* SUPPLIED PASSAGE:
START

In previous research, we already investigated the influence of such representational illustrations on pupils’ RRs to P-items (Dewolf et al. 2014). In two similar studies, one in Turkey and one in Belgium, upper elementary school pupils aged 10–11 received a paper-and-pencil test consisting of 16 word problems (eight S-items and eight P-items) together with representational illustrations, which they had to solve individually. The word problems were presented in four conditions: with or without representational illustrations (see Fig. 1 for an example of the representational illustration for the rope item) and with or without a warning that the test would contain some non-standard problems. It was expected that the representational illustrations, especially in combination with the warning, would help the pupils to mentally imagine the problem situation and consequently help them to solve the problems more realistically. However, no positive effect of the representative illustrations was found, even not in combination with the warning. Most pupils still responded unrealistically to the P-items. The percentages of RRs in all four conditions for the Turkish and the Belgian sample were, respectively, between 9.7 and 13.8 % and between 10.5 and 13.6 %.

END

* GIVEN TASK:
Carry on the passage about illustrations and pupils' word-problem responses, picking up right after its final sentence. The records below the passage come from a separate source.

* GIVEN RECORDS:
START

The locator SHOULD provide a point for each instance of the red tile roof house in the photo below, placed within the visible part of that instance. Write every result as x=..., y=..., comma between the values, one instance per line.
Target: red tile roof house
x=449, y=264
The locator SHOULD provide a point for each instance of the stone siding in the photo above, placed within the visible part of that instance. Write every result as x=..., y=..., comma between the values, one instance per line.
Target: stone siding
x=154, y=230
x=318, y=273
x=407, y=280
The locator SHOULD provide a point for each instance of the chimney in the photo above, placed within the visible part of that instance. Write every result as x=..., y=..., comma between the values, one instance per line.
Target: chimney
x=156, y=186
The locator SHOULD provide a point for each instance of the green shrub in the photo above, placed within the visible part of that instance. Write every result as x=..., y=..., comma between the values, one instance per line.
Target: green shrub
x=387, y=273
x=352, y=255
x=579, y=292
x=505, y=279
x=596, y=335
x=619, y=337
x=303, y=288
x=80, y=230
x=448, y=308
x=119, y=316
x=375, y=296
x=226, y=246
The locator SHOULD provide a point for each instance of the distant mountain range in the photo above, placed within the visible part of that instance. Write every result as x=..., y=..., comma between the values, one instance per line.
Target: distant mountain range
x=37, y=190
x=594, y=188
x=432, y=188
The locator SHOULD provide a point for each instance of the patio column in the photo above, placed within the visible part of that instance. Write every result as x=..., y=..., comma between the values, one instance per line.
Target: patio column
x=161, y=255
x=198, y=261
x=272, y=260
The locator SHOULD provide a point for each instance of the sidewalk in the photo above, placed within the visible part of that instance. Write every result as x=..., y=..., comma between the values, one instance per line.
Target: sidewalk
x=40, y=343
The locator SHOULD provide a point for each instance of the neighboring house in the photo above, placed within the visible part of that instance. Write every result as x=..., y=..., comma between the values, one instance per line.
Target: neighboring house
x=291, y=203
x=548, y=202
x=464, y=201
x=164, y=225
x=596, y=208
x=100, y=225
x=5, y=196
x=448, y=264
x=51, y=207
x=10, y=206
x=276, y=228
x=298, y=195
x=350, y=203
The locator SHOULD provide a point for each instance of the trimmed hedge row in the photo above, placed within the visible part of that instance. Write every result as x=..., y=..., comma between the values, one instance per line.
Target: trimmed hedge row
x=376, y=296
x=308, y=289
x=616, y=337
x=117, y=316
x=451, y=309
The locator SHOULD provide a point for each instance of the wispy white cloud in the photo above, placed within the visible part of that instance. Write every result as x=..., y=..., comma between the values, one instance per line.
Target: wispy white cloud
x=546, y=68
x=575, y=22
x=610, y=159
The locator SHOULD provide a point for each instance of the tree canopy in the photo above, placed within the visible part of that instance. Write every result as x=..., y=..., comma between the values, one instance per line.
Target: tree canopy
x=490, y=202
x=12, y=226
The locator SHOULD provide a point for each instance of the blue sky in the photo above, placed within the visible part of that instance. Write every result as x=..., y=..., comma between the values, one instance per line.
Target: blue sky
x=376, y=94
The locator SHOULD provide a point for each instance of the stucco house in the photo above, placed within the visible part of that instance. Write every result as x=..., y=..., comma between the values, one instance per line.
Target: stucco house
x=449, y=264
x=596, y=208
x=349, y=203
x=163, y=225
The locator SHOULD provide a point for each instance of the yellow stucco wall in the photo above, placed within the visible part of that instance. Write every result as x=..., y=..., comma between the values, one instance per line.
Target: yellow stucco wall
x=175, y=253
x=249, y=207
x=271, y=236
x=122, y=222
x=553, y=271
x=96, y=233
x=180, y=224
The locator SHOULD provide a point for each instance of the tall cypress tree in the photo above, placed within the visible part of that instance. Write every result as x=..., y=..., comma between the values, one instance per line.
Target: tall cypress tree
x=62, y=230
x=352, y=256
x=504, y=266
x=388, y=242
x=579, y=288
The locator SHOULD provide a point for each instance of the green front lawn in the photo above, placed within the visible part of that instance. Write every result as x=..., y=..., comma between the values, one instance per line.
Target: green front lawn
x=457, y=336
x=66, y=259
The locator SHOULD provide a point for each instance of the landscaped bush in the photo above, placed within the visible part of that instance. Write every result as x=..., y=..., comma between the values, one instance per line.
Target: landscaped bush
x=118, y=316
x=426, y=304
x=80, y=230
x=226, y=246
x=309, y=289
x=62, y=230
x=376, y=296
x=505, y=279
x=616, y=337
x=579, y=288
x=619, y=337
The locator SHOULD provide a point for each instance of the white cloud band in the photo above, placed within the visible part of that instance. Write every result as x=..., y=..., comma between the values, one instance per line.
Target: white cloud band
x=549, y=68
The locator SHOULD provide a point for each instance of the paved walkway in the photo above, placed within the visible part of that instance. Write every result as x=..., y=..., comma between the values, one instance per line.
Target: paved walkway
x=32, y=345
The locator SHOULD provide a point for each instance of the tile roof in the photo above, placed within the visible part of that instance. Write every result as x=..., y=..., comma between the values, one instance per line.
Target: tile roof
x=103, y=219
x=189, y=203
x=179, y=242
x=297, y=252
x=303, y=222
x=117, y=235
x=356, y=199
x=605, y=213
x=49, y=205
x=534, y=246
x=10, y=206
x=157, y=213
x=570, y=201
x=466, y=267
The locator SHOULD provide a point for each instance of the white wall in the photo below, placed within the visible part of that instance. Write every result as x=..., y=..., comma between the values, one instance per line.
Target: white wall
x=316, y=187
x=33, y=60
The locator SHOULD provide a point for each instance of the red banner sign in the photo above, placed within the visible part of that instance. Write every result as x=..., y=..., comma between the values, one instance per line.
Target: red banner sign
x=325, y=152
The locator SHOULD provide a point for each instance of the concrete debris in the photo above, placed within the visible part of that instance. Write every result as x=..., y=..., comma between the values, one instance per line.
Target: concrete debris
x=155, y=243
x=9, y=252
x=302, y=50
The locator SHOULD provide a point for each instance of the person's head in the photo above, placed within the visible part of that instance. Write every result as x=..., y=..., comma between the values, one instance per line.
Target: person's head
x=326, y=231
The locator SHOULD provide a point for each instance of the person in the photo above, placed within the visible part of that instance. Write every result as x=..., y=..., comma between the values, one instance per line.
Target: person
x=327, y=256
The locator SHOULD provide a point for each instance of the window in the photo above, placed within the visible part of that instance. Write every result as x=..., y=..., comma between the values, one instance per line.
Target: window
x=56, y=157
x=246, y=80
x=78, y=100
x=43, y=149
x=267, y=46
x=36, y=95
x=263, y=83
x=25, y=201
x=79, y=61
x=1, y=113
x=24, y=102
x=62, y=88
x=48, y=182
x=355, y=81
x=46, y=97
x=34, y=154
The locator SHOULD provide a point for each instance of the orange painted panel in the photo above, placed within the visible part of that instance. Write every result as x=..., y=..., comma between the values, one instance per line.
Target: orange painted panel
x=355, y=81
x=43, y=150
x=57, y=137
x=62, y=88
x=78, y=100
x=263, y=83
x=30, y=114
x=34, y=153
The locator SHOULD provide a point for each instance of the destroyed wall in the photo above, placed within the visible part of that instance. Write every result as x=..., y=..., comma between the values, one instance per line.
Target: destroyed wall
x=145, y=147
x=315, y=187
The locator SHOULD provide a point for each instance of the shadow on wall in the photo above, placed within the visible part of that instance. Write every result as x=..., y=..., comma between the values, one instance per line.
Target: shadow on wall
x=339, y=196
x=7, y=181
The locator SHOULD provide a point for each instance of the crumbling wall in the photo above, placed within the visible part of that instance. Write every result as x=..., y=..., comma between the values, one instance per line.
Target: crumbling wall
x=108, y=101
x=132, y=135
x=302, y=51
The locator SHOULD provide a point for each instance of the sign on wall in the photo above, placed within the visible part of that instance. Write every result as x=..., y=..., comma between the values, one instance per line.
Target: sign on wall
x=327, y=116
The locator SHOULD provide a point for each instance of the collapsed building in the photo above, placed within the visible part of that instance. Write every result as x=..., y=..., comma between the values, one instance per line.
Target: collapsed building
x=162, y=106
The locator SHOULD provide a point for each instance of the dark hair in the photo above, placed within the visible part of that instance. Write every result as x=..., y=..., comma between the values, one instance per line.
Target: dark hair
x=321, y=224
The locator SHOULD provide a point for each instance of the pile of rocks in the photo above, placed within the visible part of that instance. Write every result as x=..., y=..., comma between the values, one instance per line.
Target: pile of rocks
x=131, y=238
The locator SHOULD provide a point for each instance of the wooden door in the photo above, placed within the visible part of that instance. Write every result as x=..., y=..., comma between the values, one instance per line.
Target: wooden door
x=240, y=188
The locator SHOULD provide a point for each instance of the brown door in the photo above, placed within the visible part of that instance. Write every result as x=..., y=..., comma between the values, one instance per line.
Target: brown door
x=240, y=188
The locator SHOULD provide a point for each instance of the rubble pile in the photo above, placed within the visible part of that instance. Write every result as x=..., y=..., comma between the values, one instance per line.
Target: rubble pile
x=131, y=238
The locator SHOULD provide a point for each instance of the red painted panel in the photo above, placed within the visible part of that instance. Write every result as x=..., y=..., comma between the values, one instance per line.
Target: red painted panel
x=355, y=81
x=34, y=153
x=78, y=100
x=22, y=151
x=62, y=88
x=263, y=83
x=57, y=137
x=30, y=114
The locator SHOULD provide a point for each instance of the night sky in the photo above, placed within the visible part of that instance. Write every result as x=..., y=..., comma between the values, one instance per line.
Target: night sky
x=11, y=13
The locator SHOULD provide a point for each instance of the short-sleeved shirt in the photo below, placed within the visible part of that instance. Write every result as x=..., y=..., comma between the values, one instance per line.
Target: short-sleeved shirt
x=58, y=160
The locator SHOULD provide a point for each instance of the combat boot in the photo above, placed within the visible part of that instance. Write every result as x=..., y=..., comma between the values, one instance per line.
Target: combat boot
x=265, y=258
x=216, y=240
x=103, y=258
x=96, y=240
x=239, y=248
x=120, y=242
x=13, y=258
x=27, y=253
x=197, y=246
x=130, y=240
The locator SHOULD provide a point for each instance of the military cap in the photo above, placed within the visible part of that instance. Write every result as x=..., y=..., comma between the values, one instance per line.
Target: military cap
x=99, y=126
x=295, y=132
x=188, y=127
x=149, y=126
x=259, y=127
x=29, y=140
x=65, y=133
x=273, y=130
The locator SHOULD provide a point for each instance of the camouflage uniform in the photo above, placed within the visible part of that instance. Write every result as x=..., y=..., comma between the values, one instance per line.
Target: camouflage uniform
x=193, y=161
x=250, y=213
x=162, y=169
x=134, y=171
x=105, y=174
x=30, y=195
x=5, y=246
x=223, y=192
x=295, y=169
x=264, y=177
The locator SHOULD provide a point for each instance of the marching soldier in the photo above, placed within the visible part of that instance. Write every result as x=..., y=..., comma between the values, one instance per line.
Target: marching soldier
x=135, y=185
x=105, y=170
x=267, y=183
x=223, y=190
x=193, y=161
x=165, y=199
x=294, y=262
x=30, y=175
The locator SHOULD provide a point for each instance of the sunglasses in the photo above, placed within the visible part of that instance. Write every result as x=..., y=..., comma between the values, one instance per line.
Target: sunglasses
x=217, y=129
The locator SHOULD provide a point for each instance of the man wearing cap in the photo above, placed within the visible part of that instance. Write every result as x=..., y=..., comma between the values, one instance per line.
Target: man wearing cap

END

* RESPONSE TO THIS EXERCISE:
The rope item together with its representational illustration (Dewolf et al. 2014)
In two related follow-up studies, we investigated why these illustrations did not help learners to solve the P-items more realistically (Dewolf et al. 2015). In a first study, the eye movements of higher education students were measured while they were solving P-items. Students who were assigned to the first condition received the word problems together with the representational illustrations from the study of Dewolf et al. (2014). In the second condition, students received the items together with decorative illustrations (that had no link whatsoever with the items), while in the third condition, students received the problems without any illustrations. The study showed that there was no increase in RRs in the first condition as compared to the two other conditions and that this could to a large extent be explained by the fact that students in many cases simply did not look at the illustrations. However, when they did look at the illustrations, they attended significantly more to representational illustrations than to decorative ones. Based on this main finding that students barely looked at the illustrations, a second study was set up in which the presentation of the illustrations was manipulated so that students had to look for five seconds at the illustration before they got the accompanying word problem. The word problems were presented with a decorative illustration, a representational illustration, or a representational illustration with a warning about the usefulness of the illustration for solving the word problem. Again there were no differences between conditions. So, even when students were forced to look at the representational illustrations that accompanied the P-items, and even when they were moreover alerted about the usefulness of these illustrations, no increase in the number of RRs was observed.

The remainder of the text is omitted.